§ **PROBLEM STATEMENT**
Up to the line containing "[locate] the blurred", nothing is kept; from that line through the end of the data below, output every line exactly.

§ **RECORDS PROVIDED**
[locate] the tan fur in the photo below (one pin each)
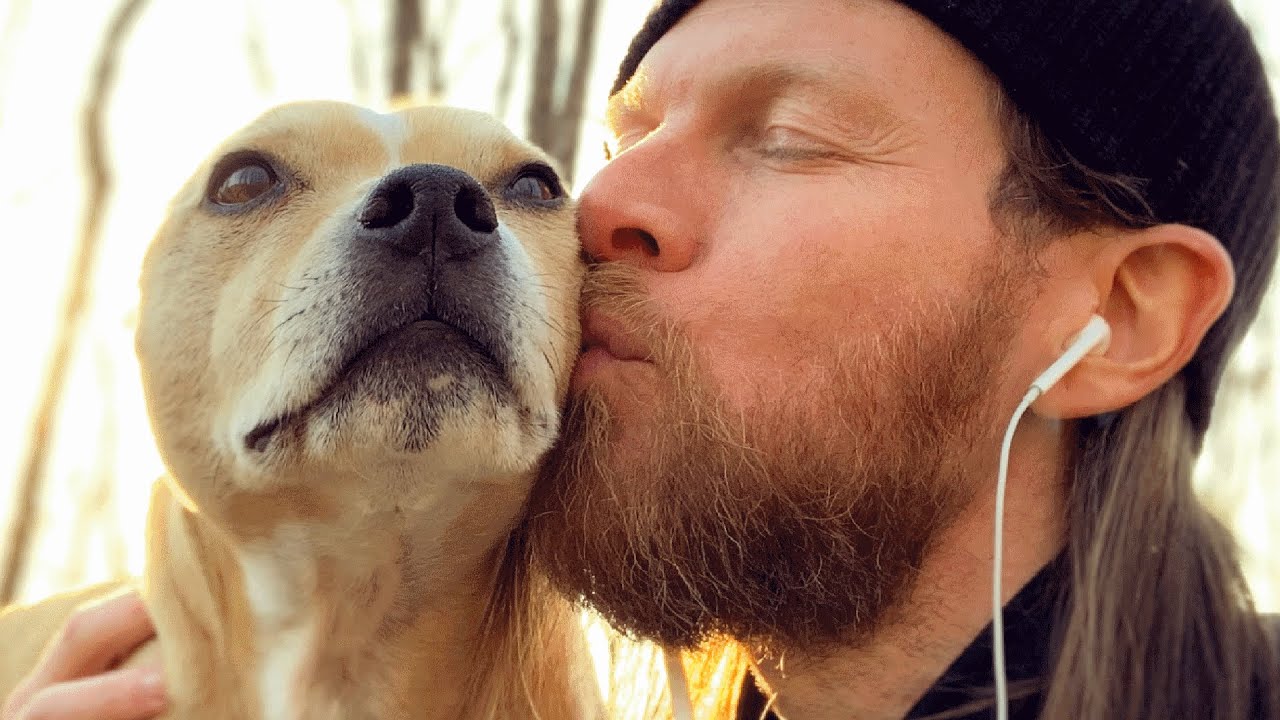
(391, 569)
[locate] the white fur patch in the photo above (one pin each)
(284, 630)
(391, 128)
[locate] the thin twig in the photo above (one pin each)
(85, 259)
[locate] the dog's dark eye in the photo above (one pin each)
(238, 180)
(535, 183)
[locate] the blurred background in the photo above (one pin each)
(108, 105)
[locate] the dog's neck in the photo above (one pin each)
(323, 620)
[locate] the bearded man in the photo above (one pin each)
(836, 242)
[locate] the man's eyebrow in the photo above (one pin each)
(626, 103)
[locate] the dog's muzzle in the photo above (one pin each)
(429, 209)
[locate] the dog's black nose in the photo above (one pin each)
(429, 209)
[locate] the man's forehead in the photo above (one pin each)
(864, 57)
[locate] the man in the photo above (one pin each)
(836, 242)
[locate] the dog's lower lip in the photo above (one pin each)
(259, 440)
(260, 437)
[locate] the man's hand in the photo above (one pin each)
(74, 678)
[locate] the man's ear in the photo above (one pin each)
(1160, 290)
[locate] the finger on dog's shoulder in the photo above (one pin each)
(96, 638)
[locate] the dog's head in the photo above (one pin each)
(339, 296)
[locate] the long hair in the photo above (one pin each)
(1155, 618)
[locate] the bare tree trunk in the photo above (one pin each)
(554, 112)
(433, 46)
(542, 95)
(255, 50)
(511, 39)
(360, 77)
(406, 35)
(570, 124)
(99, 190)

§ **WRITTEN ANSWER**
[locate] the blurred background in the photo above (one pin each)
(108, 105)
[locate] the dog's neck in the photo above (one pin each)
(323, 620)
[locate] the bearded man in the photo above (one pin each)
(836, 242)
[locate] the man's eyebrow in the photo above (one pin each)
(626, 103)
[locate] the dog's muzzle in the photo above (one pin each)
(429, 209)
[locate] the dog's black nose in the photo above (one pin each)
(429, 209)
[locate] the man's forehead in the photo above (one pin each)
(864, 57)
[locate] the man in the photo above (one pin each)
(836, 242)
[locate] the dog's lower lip in the photo above (one pin each)
(259, 440)
(260, 437)
[locate] the man's hand in the photo above (one pin each)
(74, 678)
[locate] the man's ear in the photo above (one pin each)
(1160, 290)
[locate] the finger on dog's shoulder in the photo above (one pin each)
(96, 638)
[locate] the dog's head in the photo above (one pin each)
(339, 296)
[locate] the long hair in the photo above (one pin each)
(1155, 618)
[locate] the bare tree trunk in the photo above (one pin each)
(554, 112)
(433, 46)
(542, 95)
(255, 50)
(511, 39)
(360, 77)
(406, 35)
(570, 124)
(99, 190)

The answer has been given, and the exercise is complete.